= Task objective =
Only lines that contain the word "drainpipe" belong in the answer; copy them from the records below.

= Records to use =
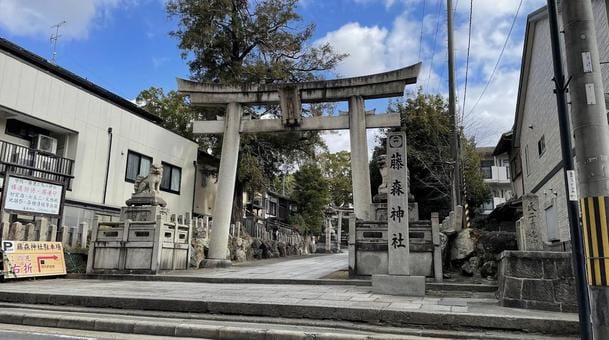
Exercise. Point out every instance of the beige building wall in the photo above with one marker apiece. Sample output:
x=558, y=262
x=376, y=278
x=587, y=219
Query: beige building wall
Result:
x=542, y=174
x=27, y=91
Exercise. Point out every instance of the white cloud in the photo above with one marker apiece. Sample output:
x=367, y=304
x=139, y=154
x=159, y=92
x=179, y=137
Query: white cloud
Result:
x=340, y=140
x=35, y=17
x=378, y=48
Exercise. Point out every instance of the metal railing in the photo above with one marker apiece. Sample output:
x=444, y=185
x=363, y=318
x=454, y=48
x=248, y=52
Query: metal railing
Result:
x=31, y=162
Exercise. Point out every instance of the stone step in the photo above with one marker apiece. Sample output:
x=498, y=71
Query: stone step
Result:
x=342, y=303
x=184, y=325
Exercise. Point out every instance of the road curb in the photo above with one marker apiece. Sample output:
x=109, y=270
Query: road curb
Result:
x=218, y=280
x=165, y=328
x=438, y=320
x=430, y=286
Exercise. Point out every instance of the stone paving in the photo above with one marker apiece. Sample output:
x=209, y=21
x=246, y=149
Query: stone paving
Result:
x=297, y=295
x=297, y=300
x=300, y=268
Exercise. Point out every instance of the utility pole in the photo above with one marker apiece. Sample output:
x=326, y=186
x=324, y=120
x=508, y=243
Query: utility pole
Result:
x=452, y=108
x=54, y=37
x=578, y=260
x=591, y=132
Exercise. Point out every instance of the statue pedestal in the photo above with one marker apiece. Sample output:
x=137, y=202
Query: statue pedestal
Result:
x=408, y=285
x=146, y=198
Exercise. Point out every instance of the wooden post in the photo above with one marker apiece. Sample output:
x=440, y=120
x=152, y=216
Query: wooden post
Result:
x=91, y=257
x=437, y=247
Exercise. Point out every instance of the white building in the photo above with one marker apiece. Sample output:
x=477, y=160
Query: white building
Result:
x=99, y=138
x=495, y=168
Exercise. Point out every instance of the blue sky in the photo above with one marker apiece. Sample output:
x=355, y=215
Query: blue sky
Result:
x=124, y=46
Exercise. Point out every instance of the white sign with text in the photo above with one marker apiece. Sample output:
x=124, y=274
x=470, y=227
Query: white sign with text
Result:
x=32, y=196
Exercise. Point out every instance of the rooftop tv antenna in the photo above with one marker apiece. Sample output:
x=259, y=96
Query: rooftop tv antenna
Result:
x=54, y=37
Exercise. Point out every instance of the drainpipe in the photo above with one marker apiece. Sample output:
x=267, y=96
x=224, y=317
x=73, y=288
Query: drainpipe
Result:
x=107, y=164
x=194, y=188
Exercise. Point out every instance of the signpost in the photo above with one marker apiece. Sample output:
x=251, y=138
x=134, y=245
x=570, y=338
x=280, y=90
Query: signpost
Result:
x=32, y=196
x=397, y=204
x=30, y=258
x=398, y=280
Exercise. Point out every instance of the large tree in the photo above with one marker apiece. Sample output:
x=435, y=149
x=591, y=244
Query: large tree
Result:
x=251, y=41
x=336, y=169
x=312, y=196
x=426, y=121
x=265, y=41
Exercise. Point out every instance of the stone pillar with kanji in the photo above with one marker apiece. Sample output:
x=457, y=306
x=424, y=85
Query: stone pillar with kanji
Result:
x=397, y=204
x=398, y=280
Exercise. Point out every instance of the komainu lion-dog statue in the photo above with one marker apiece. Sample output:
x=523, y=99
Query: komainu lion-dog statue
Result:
x=150, y=183
x=147, y=188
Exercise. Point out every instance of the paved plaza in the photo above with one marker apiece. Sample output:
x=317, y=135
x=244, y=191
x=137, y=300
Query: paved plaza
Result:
x=349, y=303
x=296, y=268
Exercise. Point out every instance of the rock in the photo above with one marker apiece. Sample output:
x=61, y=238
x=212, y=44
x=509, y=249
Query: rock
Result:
x=464, y=244
x=489, y=270
x=470, y=267
x=492, y=243
x=257, y=248
x=281, y=248
x=266, y=250
x=312, y=245
x=197, y=252
x=275, y=249
x=443, y=244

= The completed task =
Exercise. Point out every instance of the drainpipe in the photo above with one marker apiece. Sample output:
Query: drainpipe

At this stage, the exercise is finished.